Problem 1:
Set down the passage of the probability density question starting at "I think that" and ending at "the first part.", without changing a word.

-- Start of Extract provided --

Prove that $f(x)=exp(-x-e^{-x})$ for $x\in \mathbb{R}$ is a probability density function and find the cumulative density function.
I think that by proving that $f(x)$ is a pdf, it should be fairly straightforward to find the cdf (if this is not true, would like a hint). I want to focus on the first part.
I am using the following definition.
A continuous random variable X is a RV whose c.d.f. satisfied
$F_X(x)=\mathbb{P}(X\leq x)=\int_{-\infty}^x f_X(u) du$
where $f_X:\mathbb{R} \rightarrow \mathbb{R}$ is a fct s.t. (a)$f_X(u) \geq 0$, $ \forall u \in \mathbb{R}$ and (b) $\int_{-\infty}^{\infty}f_X(u)du=1$
$f_X$ is called the p.d.f. of X
So my approach is to basicaly prove that $f(x)$ satisfies conditions (a) and (b).
Condition (a) seems fairly easy.

-- End of Extract provided --

Problem 2:
In the listing, switch "manicurist's" to "nail technician's" in the lines starting at the one containing "Please trace the outline of every instance of the manicurist's" and ending at the one containing "Give the mask of the manicurist's hand.", changing nothing else. Return only those lines.

-- Start of Extracted records --

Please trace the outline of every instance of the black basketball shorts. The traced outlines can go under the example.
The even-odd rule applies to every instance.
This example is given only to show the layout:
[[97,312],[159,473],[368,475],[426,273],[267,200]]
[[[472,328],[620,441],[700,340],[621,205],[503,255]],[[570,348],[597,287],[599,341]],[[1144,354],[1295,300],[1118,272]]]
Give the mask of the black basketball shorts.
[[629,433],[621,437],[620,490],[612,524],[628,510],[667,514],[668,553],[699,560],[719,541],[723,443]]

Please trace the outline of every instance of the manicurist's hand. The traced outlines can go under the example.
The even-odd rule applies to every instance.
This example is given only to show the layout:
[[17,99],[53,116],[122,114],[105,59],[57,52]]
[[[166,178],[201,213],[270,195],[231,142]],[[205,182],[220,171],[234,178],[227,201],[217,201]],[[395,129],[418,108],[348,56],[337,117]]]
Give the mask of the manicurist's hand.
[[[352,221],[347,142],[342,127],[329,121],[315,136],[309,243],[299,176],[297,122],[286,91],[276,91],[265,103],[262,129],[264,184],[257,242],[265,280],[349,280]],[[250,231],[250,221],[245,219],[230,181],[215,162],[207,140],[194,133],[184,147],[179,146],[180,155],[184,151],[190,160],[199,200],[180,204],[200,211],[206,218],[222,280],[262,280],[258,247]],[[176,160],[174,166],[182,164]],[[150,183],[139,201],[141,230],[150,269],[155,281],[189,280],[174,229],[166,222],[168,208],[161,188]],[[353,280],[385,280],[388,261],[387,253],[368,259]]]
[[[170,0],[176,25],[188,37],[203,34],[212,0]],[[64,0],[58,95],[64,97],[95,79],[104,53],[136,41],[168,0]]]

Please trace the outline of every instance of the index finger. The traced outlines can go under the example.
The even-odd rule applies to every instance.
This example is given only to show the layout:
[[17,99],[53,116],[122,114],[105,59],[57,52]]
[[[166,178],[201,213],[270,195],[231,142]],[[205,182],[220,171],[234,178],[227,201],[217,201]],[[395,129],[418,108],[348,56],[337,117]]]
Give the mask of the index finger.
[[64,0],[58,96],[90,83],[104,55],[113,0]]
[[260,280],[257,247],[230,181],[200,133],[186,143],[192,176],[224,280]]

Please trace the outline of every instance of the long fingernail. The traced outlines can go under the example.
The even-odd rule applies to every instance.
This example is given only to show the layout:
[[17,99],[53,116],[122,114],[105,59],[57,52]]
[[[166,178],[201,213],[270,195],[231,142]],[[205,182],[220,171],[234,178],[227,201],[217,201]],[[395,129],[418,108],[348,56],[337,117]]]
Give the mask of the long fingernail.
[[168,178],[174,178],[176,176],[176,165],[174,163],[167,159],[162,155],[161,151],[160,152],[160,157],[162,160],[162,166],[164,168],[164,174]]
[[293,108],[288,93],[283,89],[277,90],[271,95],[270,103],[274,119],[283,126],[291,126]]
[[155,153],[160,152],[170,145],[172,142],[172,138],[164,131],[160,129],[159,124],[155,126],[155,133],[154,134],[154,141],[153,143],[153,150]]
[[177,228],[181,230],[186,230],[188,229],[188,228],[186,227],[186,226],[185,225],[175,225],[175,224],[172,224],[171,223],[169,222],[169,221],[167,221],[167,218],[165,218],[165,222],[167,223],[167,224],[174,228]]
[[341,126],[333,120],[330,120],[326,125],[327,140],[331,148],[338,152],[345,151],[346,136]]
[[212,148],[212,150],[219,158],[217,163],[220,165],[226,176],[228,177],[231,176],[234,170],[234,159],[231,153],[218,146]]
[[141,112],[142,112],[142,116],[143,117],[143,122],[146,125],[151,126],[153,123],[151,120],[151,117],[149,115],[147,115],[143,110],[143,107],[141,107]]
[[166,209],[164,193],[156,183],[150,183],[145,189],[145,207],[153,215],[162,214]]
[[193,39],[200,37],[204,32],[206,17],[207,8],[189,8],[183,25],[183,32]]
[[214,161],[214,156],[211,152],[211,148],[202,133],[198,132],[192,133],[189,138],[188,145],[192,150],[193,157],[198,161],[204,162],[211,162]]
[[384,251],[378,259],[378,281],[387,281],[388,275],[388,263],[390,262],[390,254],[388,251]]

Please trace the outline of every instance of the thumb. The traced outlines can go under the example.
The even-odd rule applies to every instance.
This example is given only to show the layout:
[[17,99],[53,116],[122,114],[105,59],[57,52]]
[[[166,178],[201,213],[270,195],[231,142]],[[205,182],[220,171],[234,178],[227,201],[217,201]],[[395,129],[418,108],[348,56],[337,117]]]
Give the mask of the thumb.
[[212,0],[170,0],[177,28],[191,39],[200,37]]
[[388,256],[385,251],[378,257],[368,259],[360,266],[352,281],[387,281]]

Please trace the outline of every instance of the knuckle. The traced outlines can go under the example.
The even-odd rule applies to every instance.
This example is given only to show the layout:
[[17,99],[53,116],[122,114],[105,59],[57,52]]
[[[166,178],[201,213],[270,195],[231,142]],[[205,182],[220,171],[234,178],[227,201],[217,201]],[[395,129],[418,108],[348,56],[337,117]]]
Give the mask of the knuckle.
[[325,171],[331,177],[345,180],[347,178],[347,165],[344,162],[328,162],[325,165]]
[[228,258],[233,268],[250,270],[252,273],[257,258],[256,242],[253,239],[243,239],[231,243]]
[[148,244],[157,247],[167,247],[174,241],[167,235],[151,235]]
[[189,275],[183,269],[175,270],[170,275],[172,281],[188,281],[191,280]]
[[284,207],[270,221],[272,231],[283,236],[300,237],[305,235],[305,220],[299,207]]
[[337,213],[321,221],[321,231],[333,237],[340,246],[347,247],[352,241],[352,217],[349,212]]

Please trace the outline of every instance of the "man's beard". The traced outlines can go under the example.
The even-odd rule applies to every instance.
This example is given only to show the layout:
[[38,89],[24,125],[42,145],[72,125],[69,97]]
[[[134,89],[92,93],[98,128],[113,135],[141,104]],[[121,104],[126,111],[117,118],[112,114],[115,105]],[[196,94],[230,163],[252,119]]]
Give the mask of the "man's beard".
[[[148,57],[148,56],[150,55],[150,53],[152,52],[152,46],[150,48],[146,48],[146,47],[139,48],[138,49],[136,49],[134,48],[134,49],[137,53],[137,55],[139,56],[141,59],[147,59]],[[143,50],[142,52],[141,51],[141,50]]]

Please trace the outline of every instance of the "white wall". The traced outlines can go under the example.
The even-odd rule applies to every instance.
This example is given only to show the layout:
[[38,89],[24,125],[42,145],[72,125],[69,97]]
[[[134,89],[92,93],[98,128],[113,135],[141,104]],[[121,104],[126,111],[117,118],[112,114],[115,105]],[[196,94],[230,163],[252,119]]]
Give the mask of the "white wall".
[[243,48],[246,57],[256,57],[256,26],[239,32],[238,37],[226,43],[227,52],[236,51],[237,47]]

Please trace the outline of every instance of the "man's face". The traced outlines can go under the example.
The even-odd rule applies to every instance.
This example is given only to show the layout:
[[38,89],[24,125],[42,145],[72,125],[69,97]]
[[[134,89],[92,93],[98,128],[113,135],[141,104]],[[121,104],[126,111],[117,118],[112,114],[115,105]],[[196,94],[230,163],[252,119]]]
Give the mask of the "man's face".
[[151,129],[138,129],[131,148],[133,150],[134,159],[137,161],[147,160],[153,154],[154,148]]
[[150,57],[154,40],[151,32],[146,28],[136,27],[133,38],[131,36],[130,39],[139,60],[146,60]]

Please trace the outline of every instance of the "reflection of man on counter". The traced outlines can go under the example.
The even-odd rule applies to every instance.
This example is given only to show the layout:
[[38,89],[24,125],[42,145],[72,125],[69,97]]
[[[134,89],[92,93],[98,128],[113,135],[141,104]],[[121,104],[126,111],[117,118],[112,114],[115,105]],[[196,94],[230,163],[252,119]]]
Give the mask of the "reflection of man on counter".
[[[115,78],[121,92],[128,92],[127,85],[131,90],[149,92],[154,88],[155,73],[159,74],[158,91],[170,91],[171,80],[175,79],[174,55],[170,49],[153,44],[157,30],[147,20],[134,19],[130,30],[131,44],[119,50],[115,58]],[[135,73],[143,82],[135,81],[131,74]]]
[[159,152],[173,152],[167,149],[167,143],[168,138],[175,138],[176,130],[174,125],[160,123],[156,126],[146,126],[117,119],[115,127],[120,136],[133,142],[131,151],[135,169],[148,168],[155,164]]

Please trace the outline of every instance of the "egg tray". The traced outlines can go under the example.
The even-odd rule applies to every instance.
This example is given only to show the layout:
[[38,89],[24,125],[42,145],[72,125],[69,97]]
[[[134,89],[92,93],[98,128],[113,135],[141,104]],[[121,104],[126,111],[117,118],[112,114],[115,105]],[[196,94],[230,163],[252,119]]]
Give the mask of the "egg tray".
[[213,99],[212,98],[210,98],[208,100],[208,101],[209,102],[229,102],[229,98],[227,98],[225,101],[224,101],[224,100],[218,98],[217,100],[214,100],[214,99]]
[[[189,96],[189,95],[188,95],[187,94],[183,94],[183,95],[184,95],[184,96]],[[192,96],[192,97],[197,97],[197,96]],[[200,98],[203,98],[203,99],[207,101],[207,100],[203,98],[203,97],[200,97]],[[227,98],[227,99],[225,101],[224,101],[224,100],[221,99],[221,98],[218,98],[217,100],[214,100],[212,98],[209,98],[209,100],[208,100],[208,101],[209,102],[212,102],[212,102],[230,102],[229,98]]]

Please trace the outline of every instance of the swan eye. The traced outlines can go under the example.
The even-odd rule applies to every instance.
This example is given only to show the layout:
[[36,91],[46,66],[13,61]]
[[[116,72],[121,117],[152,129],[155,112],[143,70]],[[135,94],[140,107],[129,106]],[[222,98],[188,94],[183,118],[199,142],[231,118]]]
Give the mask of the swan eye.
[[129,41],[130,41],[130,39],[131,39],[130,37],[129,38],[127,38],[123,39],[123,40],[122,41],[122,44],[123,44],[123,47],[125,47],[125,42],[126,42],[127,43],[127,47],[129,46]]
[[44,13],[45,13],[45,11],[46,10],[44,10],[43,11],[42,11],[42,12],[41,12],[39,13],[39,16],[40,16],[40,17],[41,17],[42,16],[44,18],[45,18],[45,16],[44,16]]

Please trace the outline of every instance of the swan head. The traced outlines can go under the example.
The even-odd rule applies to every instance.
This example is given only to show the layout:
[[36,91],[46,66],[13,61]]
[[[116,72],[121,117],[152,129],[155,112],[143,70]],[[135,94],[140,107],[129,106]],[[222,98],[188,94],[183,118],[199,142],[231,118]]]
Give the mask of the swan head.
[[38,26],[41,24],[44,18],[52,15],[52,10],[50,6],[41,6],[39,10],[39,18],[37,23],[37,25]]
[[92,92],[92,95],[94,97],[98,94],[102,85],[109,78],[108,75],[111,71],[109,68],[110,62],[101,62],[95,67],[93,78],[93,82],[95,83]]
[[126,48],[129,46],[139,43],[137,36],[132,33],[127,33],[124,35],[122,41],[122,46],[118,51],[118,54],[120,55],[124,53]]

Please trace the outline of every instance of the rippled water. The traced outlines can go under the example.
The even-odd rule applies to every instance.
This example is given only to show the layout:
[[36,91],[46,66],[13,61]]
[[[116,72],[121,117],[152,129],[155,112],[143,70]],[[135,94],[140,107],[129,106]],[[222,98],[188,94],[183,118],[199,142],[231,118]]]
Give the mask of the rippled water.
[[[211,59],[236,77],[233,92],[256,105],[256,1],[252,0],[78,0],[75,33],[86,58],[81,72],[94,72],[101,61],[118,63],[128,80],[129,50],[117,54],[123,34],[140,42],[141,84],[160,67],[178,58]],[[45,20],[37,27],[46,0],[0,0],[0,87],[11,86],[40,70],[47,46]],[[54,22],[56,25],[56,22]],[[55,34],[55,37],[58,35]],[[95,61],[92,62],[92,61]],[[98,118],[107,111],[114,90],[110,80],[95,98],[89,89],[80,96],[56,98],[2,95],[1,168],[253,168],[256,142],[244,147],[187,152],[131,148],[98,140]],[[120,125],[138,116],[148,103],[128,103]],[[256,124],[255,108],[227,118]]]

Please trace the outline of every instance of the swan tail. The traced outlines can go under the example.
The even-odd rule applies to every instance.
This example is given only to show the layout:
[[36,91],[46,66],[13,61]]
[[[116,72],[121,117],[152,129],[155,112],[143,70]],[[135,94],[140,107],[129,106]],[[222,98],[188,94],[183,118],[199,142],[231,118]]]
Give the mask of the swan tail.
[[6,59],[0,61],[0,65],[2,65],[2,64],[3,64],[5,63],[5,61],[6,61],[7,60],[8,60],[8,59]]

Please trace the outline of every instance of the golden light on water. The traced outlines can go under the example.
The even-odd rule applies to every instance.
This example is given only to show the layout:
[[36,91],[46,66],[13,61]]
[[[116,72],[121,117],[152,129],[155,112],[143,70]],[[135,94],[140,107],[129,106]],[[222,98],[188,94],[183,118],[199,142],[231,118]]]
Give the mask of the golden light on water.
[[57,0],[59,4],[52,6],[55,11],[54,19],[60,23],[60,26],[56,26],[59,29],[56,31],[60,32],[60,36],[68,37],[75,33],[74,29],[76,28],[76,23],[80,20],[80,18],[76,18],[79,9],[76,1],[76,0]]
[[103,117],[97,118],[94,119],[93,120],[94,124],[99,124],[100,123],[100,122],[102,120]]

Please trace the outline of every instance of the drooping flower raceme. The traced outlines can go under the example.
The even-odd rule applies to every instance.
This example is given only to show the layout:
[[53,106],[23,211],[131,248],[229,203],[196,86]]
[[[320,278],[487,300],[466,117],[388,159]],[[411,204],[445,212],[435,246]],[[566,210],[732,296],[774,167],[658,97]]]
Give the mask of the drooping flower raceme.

-- End of Extracted records --

Full answer 1:
I think that by proving that $f(x)$ is a pdf, it should be fairly straightforward to find the cdf (if this is not true, would like a hint). I want to focus on the first part.

Full answer 2:
Please trace the outline of every instance of the nail technician's hand. The traced outlines can go under the example.
The even-odd rule applies to every instance.
This example is given only to show the layout:
[[17,99],[53,116],[122,114],[105,59],[57,52]]
[[[166,178],[201,213],[270,195],[231,142]],[[205,182],[220,171],[234,178],[227,201],[217,201]],[[395,129],[418,108],[348,56],[337,117]]]
Give the mask of the nail technician's hand.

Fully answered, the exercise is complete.